Given exercise 1.
Answer these questions using the market report:
(a) To what level did US oil futures rise?
(b) Who is the analyst who spoke of "geopolitical angst," and with what firm is he identified?
(c) At what figure did the broad-based S&P 500 stand after its decline?
Given exercise 2.
Echo the stretch of the market report from "US oil futures" through "talks in Geneva.".

* begin Document text *

A screen displays a stock chart at a work station on the floor of the New York Stock Exchange (NYSE) in New York City, US, April 6, 2022. REUTERS/Brendan McDermid
A screen displays a stock chart at a work station on the floor of the New York Stock Exchange (NYSE) in New York City, US, April 6, 2022. REUTERS/Brendan McDermid

Wall Street stocks retreated early Thursday as worries over US-Iran tensions lifted oil prices while markets digested mixed results from Walmart.

US oil futures rose to a six-month high as Iran's atomic energy chief Mohammad Eslami said no country can deprive the Islamic republic of its right to nuclear enrichment, after US President Donald Trump again hinted at military action following talks in Geneva.

"We'd call this an undercurrent of concern that is bubbling up in oil prices," Briefing.com analyst Patrick O'Hare said of the "geopolitical angst."

About 10 minutes into trading, the Dow Jones Industrial Average was down 0.6 percent at 49,379.46, AFP reported.

The broad-based S&P 500 fell 0.5 percent to 6,849.35, while the tech-rich Nasdaq Composite Index declined 0.6 percent to 22,621.38.

* end Document text *
* begin Given information *

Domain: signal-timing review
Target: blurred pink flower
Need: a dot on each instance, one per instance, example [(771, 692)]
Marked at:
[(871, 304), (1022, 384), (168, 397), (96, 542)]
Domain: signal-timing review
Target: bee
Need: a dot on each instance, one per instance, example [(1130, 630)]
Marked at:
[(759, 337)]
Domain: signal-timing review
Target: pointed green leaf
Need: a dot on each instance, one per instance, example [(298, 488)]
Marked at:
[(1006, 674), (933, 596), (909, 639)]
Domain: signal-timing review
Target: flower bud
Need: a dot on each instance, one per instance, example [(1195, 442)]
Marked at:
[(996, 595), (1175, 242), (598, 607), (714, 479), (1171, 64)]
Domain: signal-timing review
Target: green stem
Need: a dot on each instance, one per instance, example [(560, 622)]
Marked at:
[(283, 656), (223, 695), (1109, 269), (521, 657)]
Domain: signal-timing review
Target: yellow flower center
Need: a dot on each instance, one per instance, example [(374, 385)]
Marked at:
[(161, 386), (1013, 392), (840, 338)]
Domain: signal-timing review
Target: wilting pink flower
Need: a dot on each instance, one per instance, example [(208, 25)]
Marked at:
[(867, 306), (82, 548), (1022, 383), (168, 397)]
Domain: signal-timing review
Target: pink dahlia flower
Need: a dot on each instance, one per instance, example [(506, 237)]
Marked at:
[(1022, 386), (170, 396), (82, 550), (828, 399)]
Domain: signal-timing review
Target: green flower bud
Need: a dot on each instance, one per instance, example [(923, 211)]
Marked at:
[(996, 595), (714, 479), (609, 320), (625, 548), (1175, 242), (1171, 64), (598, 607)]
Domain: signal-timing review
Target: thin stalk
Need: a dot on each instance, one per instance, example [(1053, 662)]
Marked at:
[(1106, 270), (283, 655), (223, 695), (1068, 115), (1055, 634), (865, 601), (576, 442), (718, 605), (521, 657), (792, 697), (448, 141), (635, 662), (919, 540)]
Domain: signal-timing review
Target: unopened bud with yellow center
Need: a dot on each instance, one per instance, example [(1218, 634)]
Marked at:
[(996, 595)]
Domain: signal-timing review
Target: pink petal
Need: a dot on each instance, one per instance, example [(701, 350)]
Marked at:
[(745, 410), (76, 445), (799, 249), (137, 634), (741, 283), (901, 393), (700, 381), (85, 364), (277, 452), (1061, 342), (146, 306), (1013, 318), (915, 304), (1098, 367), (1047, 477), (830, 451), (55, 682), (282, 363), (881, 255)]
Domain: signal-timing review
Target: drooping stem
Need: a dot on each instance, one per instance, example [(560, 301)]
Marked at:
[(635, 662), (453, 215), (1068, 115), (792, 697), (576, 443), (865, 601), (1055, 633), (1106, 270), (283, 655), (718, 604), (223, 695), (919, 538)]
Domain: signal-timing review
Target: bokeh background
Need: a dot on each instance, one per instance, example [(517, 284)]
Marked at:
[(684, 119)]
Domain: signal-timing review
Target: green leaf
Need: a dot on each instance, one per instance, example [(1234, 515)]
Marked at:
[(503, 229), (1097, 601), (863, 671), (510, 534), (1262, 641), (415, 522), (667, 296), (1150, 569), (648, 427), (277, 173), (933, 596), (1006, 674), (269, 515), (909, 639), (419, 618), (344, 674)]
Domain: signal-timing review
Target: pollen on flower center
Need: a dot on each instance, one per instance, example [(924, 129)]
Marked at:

* end Given information *

Full output 1.
(a) A six-month high.
(b) Patrick O'Hare, of Briefing.com.
(c) 6,849.35.

Full output 2.
US oil futures rose to a six-month high as Iran's atomic energy chief Mohammad Eslami said no country can deprive the Islamic republic of its right to nuclear enrichment, after US President Donald Trump again hinted at military action following talks in Geneva.